- [EXERCISE INSTRUCTIONS]:
In your copy, include every entry exactly as written but no pictures.

- Opening Delimiter -

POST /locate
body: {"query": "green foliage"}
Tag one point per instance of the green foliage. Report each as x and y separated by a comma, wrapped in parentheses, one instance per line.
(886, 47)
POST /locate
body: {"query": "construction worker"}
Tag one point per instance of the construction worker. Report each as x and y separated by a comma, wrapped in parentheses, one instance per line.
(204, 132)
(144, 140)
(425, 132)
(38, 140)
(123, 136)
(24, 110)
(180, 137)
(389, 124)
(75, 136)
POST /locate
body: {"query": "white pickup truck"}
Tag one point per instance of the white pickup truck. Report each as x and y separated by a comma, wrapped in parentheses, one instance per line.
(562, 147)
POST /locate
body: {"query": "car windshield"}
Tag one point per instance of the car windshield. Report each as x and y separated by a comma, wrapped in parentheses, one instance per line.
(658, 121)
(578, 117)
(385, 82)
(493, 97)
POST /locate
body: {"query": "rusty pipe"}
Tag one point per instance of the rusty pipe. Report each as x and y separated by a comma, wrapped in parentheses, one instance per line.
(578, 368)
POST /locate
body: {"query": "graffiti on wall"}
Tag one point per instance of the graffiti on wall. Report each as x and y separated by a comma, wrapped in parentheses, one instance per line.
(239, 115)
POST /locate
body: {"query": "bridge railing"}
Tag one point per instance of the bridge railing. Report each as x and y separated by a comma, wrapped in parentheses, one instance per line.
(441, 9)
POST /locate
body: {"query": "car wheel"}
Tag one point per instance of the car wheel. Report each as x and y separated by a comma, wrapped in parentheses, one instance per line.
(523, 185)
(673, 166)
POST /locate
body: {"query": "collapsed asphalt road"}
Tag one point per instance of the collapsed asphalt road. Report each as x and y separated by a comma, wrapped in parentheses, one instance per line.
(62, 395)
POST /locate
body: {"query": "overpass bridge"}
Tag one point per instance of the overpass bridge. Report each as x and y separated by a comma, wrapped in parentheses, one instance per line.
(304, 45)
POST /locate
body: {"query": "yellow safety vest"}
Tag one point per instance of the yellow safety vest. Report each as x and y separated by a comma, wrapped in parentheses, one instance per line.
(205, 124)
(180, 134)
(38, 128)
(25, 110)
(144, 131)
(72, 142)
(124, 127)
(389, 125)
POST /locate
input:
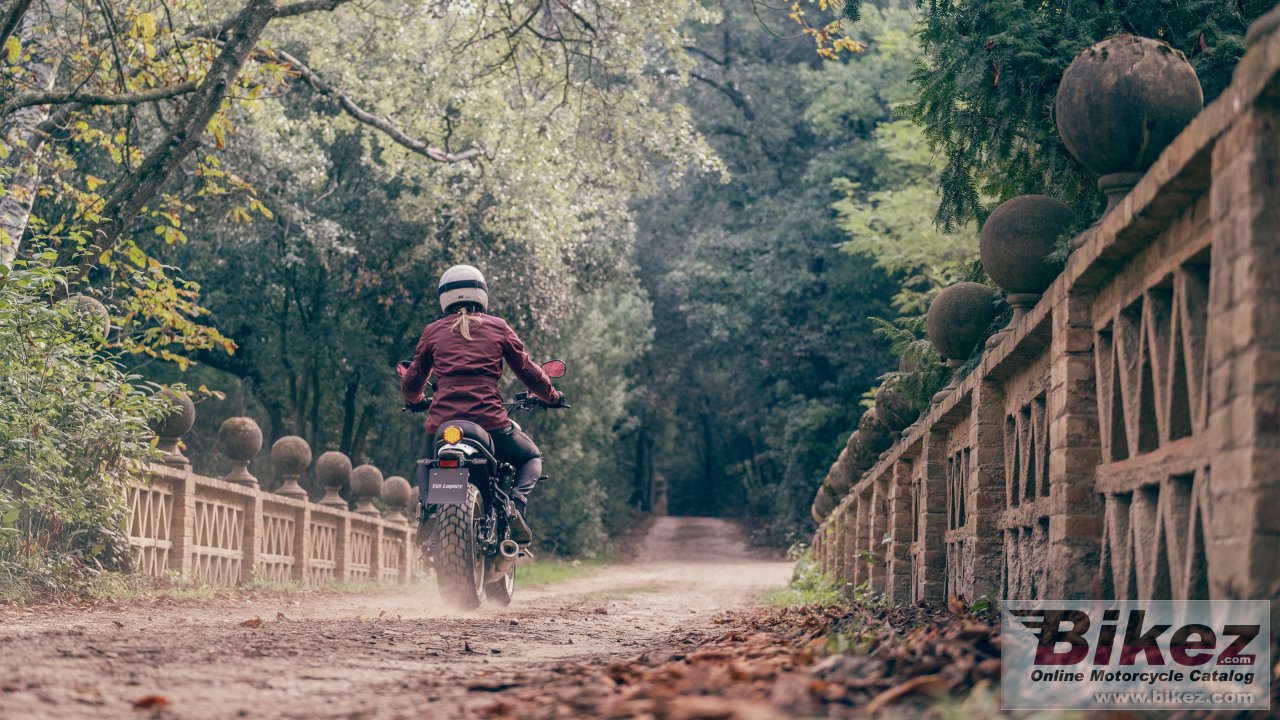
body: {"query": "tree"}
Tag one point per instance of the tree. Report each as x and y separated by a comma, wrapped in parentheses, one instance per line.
(762, 343)
(991, 71)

- Closing Delimiter -

- [TASK ANSWER]:
POST /locate
body: {"query": "green foliage"}
Tag one point per instance of the green foliage. Report each as x and y separated by a comma, wrapped in parentheses, one instance per line.
(886, 47)
POST /locate
body: {"query": "construction worker"}
Tag one point per instance of the construction worker. Report each as x and y separated by a comma, wrapped in parentheses, one instance per line.
(204, 132)
(144, 140)
(425, 132)
(38, 140)
(123, 136)
(24, 110)
(180, 137)
(389, 124)
(75, 136)
POST /locate
body: {"query": "white pickup truck"}
Tag one point per instance of the white pickup truck. Report each as x and y separated by a comma, wrapped in parentheses, one instance per line.
(562, 147)
POST /locate
body: {"query": "car windshield"}
Tag one point per instance of the car windshield. Report each as x and y separated by a comma, wrapped in parentheses, one instance per line.
(658, 121)
(578, 117)
(385, 82)
(493, 97)
POST /locate
body: {"query": "rusty pipe"}
Tag one point per instance of the rusty pipe. Report each as x and y separated by a comma, wrapped in parentheses, one instance per line.
(578, 368)
POST /locate
body: {"query": "graffiti on wall"}
Tag one point per instance of the graffiti on wall. Report each as x and y separated by a comma, wrapped in parentheses, one instance per line.
(239, 115)
POST /locate
body: {"query": "bridge railing"}
Tag one point per instance of the bridge railing. Report each as x and y separated by a comma, wrapped in parentheses, one instance per line.
(441, 9)
POST /locate
body: {"query": "car wheel"}
Tag one point per instance of the car wheel. Report each as x and y separated by a comma, wrapped in parentheses, one instance per line.
(523, 185)
(673, 166)
POST /locate
body: {"query": "collapsed asphalt road"}
Tag one point per instance of the collapsed asphalt road. Report each as x and y separated by a comma, wrapped in parentheses, one instance per line.
(62, 395)
POST /locate
body: {"query": "overpass bridge"}
Tag one point per instance of the overpass bridge. Report each as x and y separated by a comma, wrapped in parentheses, one instance per line.
(304, 45)
POST /locate
body: {"query": "yellow safety vest"}
Tag one point per instance of the yellow safety vest. Report each as x and y separated by a comma, wrapped in parentheses, one instance per line.
(205, 124)
(180, 134)
(38, 128)
(25, 110)
(144, 131)
(72, 142)
(124, 127)
(389, 125)
POST /locate
input:
body: {"query": "tree"}
Tag one point per instance of the tree. Report each as x and y separated by a comma, wrapped in parentheses, one instance per line.
(762, 343)
(991, 71)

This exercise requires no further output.